(Page text Opens)
The United Kingdom’s Home Secretary, Priti Patel, is in Rwanda, where she will sign and announce, together with the Minister of Foreign Affairs, Dr. Vincent Biruta, what has been termed as the “Rwanda-UK Migration and Economic Development Partnership”.
In a statement seen by KT Press, to be issued later today, both countries say deep global inequalities are driving millions of people from their homes in search of opportunity, at the same time as millions are forcibly displaced by conflict, persecution, and other threats to safety.
“This has created immense demands on the immigration systems of many countries, including the UK. This situation has driven vulnerable people to place their lives in the hands of criminal smuggling gangs, resulting in countless tragedies,” the two countries say, adding that the partnership to be announced later today will address this urgent humanitarian crisis by tackling its roots.
It is believed that by relocating migrants to Rwanda and investing in personal development and employment for migrants, the two nations are taking bold steps to address the imbalance in global opportunities which drives illegal migration, while dismantling the incentive structures which empower criminal gangs and endanger innocent lives.
(Page text Closes)
(Extracted entries Opens)
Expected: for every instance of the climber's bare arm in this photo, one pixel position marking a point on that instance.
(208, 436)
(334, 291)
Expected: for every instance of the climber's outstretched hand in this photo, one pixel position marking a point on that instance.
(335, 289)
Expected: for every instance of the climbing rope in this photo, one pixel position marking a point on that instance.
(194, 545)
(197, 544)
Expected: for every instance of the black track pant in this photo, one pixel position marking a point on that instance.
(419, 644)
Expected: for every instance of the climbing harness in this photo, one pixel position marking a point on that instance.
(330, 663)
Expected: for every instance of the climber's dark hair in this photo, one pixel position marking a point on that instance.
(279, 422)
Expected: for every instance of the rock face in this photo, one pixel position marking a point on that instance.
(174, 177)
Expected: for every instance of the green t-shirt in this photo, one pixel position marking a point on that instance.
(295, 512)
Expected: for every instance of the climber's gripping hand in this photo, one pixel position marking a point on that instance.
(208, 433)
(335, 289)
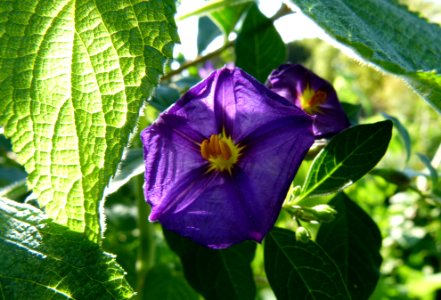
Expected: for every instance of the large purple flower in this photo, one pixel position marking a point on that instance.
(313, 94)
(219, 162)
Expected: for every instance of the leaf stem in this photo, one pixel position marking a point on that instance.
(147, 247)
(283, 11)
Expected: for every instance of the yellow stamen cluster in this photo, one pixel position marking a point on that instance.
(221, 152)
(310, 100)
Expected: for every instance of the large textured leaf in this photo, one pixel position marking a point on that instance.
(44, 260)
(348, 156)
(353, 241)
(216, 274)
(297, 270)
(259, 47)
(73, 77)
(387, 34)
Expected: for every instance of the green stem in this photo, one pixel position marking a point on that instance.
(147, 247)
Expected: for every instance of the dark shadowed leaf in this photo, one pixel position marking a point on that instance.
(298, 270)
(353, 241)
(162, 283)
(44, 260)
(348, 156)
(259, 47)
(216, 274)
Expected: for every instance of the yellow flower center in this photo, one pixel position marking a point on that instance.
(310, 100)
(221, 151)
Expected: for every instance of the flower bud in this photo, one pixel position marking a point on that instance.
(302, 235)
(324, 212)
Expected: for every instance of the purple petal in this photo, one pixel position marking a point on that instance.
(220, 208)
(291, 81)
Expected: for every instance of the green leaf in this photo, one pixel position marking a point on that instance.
(Extracted entries Closes)
Tasks >>
• a. In one to three sentences, explain what the article about the Rwanda-UK partnership says has put immense demands on the immigration systems of countries such as the UK.
• b. In the article about the Rwanda-UK partnership, who will sign and announce the partnership together with Priti Patel?
The items were drawn from a different source than the article.

Outputs by task >>
• a. Deep global inequalities are driving millions of people from their homes in search of opportunity. At the same time, millions more are forcibly displaced by conflict, persecution, and other threats to safety.

• b. Dr. Vincent Biruta, the Minister of Foreign Affairs.